> _What you need to do_:
Transcribe, exactly and without pictures, the lines below from the line with "Q: Point to the granite" to the line with "Q: Point to the dry", both ends included, and no others.

--- Data provided Enclosed Below ---

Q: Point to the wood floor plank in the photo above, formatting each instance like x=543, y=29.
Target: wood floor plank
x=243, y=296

--- End of Enclosed Data provided ---
--- Data provided Enclosed Below ---

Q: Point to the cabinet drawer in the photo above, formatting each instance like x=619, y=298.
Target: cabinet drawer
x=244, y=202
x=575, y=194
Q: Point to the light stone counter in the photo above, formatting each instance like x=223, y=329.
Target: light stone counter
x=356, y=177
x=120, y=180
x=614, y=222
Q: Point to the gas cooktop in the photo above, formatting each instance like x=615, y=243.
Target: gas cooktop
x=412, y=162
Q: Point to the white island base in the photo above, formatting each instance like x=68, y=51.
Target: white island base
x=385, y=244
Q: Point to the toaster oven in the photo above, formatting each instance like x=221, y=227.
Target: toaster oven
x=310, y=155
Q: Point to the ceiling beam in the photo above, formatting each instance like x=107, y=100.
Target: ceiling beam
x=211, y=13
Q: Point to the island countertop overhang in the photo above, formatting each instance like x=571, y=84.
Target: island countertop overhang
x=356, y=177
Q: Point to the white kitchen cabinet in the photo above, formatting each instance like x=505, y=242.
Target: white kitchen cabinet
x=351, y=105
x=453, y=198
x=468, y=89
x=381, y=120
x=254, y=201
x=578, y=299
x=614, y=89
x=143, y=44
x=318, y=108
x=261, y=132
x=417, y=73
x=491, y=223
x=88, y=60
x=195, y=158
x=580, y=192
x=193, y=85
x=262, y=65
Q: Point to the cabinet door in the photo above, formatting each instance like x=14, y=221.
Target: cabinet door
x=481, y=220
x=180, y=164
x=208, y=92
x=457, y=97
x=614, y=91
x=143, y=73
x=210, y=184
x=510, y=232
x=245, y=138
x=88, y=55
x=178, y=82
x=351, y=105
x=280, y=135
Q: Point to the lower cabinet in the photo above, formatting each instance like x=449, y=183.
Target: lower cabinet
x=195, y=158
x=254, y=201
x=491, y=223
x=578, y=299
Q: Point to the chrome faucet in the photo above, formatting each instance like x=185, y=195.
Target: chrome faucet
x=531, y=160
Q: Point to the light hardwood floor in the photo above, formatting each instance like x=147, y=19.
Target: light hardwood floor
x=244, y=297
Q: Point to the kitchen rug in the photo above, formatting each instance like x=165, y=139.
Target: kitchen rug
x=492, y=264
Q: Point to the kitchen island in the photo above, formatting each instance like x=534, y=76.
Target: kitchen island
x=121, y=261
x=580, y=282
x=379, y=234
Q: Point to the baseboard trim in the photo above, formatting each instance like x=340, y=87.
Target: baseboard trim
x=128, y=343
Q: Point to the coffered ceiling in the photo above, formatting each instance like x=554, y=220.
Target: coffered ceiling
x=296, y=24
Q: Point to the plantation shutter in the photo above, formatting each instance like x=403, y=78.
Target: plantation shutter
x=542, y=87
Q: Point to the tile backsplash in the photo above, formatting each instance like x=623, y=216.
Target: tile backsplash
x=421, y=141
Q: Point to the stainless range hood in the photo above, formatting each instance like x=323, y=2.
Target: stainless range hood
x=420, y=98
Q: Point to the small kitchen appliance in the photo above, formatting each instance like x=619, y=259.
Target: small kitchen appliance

--- End of Enclosed Data provided ---
--- Data provided Enclosed Below ---

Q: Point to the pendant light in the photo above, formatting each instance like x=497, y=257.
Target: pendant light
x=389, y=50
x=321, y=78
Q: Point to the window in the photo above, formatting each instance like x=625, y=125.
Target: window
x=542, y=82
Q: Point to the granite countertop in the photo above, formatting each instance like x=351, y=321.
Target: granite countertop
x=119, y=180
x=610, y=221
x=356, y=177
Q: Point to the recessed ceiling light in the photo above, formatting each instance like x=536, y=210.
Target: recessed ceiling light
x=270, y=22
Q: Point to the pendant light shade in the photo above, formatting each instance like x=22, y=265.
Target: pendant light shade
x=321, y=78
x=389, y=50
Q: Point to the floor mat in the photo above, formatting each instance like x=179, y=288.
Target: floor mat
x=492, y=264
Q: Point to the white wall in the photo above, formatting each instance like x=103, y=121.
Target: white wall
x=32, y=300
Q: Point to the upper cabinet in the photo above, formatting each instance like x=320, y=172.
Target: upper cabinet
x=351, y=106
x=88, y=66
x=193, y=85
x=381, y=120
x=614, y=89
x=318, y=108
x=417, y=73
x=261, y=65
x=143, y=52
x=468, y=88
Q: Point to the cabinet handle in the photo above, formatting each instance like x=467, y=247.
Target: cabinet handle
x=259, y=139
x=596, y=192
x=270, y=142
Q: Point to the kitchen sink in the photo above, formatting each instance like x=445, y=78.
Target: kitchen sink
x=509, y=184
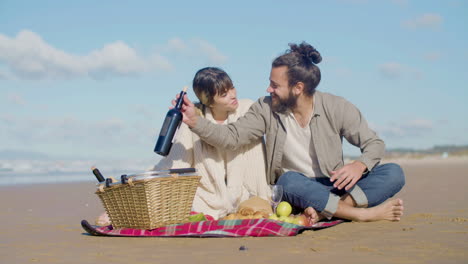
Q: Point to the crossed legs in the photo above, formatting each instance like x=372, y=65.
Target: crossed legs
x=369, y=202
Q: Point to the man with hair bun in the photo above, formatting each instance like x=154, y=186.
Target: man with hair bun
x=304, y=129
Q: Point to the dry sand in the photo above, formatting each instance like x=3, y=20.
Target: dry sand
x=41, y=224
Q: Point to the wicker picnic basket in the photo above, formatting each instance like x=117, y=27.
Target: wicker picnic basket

--- End of Enclosed Data provided ---

> _Task output_:
Q: Point to the granite countertop in the photo above, formatting each instance like x=351, y=321.
Target: granite countertop
x=119, y=180
x=610, y=221
x=356, y=177
Q: Point to the recessed ceiling light in the photo above, formatting each instance like x=536, y=210.
Target: recessed ceiling light
x=270, y=22
Q: Point to the pendant light shade in the photo above, formatting each instance like x=22, y=265.
Target: pendant light shade
x=321, y=78
x=389, y=50
Q: Point to the floor mat in the photo above, formatting each instance like x=179, y=288.
Target: floor mat
x=492, y=264
Q: Point to the white wall in the photo above, formatting each instance like x=103, y=121.
Target: white wall
x=32, y=300
Q: Point to the upper cabinet in the photo above, formatting each instance like x=320, y=172.
Target: upper cabinet
x=351, y=106
x=88, y=66
x=193, y=85
x=381, y=120
x=614, y=89
x=318, y=108
x=417, y=73
x=261, y=65
x=143, y=52
x=468, y=88
Q: Point to the cabinet handle in the photo above, formatting each instance like x=467, y=247.
Target: cabinet handle
x=259, y=139
x=596, y=192
x=270, y=142
Q: Point to the kitchen sink in the photo above, formatting each instance like x=445, y=78.
Target: kitchen sink
x=509, y=184
Q: Point to the crossed legs in the photo above, formatting each instance like x=372, y=65.
Target: crossed legs
x=369, y=202
Q: Point to the man with hair bun in the photo above, formatting each instance like x=154, y=186.
Target: man with hair bun
x=304, y=129
Q: Point to the dry sand in the photo above, formatting each instance like x=3, y=20.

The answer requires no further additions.